What you will do: Substitute "marker" for "pin" everywhere in the lines below, and leave everything else unchanged.

(Collected data entries)
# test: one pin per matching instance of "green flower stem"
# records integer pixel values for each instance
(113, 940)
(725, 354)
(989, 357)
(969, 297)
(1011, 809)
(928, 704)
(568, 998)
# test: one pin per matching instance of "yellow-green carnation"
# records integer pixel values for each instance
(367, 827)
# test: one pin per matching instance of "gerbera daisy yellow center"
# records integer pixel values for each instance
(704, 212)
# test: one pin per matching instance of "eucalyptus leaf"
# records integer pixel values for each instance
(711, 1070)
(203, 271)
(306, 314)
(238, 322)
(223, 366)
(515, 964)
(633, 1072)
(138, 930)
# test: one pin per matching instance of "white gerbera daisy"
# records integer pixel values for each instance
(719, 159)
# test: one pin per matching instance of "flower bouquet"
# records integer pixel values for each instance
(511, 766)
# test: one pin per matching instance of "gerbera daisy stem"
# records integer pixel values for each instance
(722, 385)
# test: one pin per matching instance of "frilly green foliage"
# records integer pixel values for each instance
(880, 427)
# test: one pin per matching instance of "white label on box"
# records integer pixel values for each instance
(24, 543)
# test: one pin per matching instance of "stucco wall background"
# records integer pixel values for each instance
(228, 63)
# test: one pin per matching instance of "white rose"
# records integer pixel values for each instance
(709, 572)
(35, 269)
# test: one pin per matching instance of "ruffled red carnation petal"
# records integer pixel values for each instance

Right answer:
# test: one marker per matching instance of "green flower stem"
# records integer pixel values for each instance
(113, 940)
(725, 354)
(989, 357)
(969, 297)
(1011, 809)
(928, 704)
(568, 998)
# test: one marker per matching instance of "yellow-green carnation"
# records integer pixel values for each instance
(367, 827)
# test: one marker per matching instance of "gerbera daisy yellow center"
# records integer pixel values for each instance
(704, 212)
# test: one marker per matching instance of "eucalyptus leaf"
# records integer pixel values for each instance
(711, 1070)
(203, 271)
(306, 314)
(238, 322)
(223, 366)
(515, 964)
(633, 1072)
(138, 930)
# test: one marker per matching instance of "white gerbera daisy"
# records integer pixel values for each instance
(719, 159)
# test: one marker per matching instance of "flower bouquet"
# records integer pixel values for each instance
(511, 766)
# test: one marker per matching instance of "gerbera daisy stem"
# records integer pixel values for each instance
(722, 385)
# test: one marker per matching instance of "frilly green foliage"
# records integer pixel values for each instance
(880, 427)
# test: one marker per matching instance of "white label on box"
# records integer pixel values for each instance
(24, 543)
# test: one marker per matching instance of "stucco wall background"
# records integer pixel values for each instance
(228, 63)
# test: one marker per matching instance of "white rose"
# records integer pixel values for each instance
(709, 572)
(35, 269)
# test: one marker per matching instance of "ruffled red carnation petal"
# records integer pixel values for each instance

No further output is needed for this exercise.